[[ GIVEN DATA, beginning ]]

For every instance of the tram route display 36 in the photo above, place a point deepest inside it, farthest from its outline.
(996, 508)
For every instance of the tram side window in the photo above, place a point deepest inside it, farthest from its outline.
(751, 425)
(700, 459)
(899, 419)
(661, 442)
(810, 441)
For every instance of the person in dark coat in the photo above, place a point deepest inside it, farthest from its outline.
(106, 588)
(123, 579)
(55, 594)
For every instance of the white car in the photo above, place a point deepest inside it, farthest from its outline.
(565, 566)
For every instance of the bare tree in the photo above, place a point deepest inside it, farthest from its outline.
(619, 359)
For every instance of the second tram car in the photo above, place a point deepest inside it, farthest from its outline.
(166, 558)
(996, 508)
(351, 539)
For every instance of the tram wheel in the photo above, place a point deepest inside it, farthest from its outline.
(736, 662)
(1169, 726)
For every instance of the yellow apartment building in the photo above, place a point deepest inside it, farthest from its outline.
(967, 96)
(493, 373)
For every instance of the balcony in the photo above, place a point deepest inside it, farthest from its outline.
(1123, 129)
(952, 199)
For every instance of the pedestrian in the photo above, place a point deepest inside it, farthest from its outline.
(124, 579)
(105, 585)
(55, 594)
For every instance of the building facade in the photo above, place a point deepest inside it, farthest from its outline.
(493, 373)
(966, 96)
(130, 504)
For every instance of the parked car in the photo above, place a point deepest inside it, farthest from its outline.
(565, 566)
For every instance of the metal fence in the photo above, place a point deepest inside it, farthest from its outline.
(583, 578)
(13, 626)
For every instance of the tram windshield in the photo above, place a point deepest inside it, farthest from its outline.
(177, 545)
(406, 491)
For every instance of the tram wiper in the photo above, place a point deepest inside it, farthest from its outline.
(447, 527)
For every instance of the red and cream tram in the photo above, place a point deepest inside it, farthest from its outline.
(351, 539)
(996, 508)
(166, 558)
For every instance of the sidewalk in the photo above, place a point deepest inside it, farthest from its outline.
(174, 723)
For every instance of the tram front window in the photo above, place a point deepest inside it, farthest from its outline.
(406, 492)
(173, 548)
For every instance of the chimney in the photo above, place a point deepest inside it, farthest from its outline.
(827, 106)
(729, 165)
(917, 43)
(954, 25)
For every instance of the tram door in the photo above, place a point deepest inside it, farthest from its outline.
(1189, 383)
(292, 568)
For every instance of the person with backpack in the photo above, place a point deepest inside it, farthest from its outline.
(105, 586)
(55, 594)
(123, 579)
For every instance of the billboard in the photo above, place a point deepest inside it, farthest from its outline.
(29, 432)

[[ GIVEN DATA, end ]]

TASK DETAILS
Output the data once more, exactly as it appears above.

ANSWER
For every instance of the tram route display 36 in the photo above, place a point deepest inside it, farthest from its outline.
(996, 508)
For every instance of the tram side window in the photo above, place a point deepest inside it, farthest from its outline.
(751, 425)
(700, 459)
(899, 419)
(661, 442)
(810, 441)
For every instance of the person in dark coat in the photo above, place a point deepest inside it, farthest from its outline.
(106, 588)
(123, 579)
(55, 594)
For every instance of the white car in the photo above, place a point deepest inside it, farthest from its outline.
(565, 566)
For every instance of the bare tree in the photo above, place a point deepest inside it, farthest from its outline.
(619, 359)
For every instance of the second tram car in the photo above, place a point deepest inside it, farthest from its outline.
(166, 558)
(996, 508)
(351, 539)
For every instance of the tram wheel in the photo above, place a point deepest inside it, farthest from its outline.
(736, 662)
(1169, 726)
For every instance of the yellow apartment building in the photo above, place a point deepest inside it, farthest from its outline.
(967, 96)
(493, 373)
For every instance of the balcony in the photo above, place a point deepest inside it, farthest from its outline.
(1123, 129)
(952, 199)
For every instance of the pedestrian in the photo above, place a point deepest inside it, farthest from its outline.
(124, 579)
(105, 585)
(55, 594)
For every instance of the building facade in the photo above, place a point deepest inside it, farthest from its outline.
(493, 373)
(966, 96)
(130, 504)
For every instance of the parked car in the photo above, place a point deepest inside it, farthest from its outline.
(565, 566)
For every instance of the metal fence in the photo above, place a point deepest inside it, farthest from its outline.
(583, 578)
(13, 626)
For every instance of the tram windshield in the photo above, place a point deepest inside it, farthest from its outline.
(177, 545)
(406, 491)
For every instance of the tram wiper in the photo above, place a point deepest inside it, farthest from its outline.
(447, 527)
For every instance of the red and cream tram in the photo above, place a point deepest inside it, farthest from its outline.
(351, 539)
(996, 508)
(166, 558)
For every instance of the sidewalk in the photo above, place a point deepest inside it, farthest from its outline.
(174, 723)
For every instance of the tram front window in the photo above, place a point deepest inside it, farthest from its outline.
(406, 492)
(173, 548)
For every instance of the chimney in the photo above, place a point deepest inside it, farthest from its outline.
(827, 106)
(729, 165)
(917, 43)
(954, 25)
For every instance of the tram door in the photo above, place a point deepest inside it, farthest from its outline.
(1189, 383)
(292, 568)
For every instance of the person with backpack in the photo above, place a point deepest inside it, farthest from its outline.
(105, 586)
(55, 594)
(123, 579)
For every instance of the billboard in the photo above, place a point deepest inside it, farthest from its outline.
(29, 432)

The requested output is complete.